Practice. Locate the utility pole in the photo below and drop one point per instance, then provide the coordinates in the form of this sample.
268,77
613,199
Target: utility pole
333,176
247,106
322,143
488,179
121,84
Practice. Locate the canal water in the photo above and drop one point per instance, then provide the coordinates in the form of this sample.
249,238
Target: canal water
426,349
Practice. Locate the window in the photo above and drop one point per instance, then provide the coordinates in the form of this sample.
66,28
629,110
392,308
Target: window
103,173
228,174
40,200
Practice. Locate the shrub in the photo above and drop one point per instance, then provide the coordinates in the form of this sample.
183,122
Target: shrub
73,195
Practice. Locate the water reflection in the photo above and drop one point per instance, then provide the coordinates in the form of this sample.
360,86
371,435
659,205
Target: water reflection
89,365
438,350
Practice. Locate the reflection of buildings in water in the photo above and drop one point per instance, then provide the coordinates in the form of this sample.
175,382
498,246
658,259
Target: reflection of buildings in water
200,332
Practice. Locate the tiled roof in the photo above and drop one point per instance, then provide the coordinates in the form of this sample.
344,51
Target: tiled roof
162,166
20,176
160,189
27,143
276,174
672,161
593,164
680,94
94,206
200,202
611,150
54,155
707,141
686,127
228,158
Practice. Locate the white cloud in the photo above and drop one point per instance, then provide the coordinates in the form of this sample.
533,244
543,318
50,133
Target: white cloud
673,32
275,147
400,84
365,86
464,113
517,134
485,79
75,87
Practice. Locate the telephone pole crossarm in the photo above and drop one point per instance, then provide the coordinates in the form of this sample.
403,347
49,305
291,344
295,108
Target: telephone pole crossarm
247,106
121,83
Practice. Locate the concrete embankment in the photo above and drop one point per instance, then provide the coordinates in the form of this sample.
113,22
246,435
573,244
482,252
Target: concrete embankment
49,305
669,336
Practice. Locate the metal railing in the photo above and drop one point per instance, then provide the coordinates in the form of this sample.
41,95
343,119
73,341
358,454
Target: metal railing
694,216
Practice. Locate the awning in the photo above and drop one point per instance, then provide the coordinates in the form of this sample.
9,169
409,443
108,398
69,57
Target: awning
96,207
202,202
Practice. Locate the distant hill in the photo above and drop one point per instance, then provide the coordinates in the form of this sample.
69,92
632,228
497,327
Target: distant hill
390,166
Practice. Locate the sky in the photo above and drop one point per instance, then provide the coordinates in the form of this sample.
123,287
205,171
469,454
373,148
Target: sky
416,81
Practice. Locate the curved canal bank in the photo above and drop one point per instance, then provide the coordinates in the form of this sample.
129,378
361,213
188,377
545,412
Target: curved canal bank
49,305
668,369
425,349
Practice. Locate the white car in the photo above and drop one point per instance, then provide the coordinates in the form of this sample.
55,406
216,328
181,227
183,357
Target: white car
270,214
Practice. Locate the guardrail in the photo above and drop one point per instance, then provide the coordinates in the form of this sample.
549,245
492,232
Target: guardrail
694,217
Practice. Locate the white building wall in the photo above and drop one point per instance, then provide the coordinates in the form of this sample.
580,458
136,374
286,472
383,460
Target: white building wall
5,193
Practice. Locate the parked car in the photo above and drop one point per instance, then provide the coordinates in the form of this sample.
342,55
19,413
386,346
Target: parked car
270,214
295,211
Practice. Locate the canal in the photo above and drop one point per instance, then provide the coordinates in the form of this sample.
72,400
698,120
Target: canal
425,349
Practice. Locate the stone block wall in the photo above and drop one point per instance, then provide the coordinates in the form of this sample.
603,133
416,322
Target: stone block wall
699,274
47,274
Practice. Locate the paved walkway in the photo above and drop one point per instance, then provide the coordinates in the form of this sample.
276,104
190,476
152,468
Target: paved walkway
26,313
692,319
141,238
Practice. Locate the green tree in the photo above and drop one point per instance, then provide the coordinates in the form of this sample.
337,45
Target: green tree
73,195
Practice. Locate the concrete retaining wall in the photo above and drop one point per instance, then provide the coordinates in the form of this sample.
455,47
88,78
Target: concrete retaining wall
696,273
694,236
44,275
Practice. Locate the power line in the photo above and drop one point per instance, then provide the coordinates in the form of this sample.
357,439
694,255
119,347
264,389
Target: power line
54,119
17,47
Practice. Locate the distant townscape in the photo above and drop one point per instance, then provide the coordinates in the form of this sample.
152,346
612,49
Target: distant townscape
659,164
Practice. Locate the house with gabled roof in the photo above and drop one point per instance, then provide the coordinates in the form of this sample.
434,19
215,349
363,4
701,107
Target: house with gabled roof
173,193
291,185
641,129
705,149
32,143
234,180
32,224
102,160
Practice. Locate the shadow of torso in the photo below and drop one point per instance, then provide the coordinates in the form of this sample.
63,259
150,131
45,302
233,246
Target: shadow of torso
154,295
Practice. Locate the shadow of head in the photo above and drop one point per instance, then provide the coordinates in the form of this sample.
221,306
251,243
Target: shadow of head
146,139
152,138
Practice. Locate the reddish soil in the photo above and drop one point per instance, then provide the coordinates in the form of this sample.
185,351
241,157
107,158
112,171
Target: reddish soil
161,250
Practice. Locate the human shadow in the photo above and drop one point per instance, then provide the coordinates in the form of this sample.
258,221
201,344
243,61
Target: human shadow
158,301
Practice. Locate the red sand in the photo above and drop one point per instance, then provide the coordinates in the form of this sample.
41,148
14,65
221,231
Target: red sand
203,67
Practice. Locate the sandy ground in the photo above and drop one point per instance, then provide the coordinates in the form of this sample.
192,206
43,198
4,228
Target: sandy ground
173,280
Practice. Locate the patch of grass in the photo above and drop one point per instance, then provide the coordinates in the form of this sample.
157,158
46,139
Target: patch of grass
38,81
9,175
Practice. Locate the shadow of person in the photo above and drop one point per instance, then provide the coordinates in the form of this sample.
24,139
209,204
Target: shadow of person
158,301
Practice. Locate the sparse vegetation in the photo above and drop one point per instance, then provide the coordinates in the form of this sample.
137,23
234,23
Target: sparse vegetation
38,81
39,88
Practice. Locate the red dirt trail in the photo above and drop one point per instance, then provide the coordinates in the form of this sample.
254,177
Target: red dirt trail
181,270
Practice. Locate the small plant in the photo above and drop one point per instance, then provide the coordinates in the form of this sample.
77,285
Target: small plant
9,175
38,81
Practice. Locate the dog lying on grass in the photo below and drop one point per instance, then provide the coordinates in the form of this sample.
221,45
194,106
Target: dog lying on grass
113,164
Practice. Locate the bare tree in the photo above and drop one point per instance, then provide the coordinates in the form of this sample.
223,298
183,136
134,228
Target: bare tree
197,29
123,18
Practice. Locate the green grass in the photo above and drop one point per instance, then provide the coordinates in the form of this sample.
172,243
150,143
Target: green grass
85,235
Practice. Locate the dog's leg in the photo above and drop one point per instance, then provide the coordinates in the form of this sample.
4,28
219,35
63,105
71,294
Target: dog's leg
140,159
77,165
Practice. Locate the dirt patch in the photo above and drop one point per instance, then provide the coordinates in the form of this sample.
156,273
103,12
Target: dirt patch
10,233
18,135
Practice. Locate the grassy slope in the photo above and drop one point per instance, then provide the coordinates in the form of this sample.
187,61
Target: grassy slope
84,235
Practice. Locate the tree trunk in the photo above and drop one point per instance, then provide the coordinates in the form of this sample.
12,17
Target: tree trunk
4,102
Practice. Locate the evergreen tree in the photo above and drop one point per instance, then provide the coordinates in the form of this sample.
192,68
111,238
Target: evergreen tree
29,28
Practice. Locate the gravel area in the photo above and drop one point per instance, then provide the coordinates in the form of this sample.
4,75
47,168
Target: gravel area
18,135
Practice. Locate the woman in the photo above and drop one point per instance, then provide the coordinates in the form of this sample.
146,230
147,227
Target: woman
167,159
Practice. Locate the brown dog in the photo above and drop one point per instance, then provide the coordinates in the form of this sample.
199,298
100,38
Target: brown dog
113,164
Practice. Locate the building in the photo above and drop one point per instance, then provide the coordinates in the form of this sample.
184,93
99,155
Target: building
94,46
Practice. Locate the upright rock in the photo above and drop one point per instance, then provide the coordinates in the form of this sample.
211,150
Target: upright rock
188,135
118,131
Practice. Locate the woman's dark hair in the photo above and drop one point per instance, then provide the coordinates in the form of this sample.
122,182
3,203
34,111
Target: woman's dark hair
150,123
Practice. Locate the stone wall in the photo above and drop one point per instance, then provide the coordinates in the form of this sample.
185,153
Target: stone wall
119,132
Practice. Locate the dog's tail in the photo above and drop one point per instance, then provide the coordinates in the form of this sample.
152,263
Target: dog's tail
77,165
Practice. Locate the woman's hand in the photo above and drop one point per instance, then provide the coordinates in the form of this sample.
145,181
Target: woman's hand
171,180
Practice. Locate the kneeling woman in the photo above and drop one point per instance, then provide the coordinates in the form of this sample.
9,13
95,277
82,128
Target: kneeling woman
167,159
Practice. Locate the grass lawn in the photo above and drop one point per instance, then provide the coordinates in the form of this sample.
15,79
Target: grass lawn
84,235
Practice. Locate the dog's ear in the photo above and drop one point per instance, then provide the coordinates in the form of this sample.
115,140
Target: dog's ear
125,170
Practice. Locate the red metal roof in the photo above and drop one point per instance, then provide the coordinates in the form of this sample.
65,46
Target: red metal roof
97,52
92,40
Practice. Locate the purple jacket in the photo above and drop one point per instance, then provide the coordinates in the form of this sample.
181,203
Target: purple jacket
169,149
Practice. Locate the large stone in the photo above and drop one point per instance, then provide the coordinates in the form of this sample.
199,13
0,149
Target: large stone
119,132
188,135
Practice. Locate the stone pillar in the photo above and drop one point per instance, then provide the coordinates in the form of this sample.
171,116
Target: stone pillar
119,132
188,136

= = =

TO DO ▸
Your answer should be one number: how many lines of the listing include the word "below".

REPLY TO THE EXERCISE ▸
3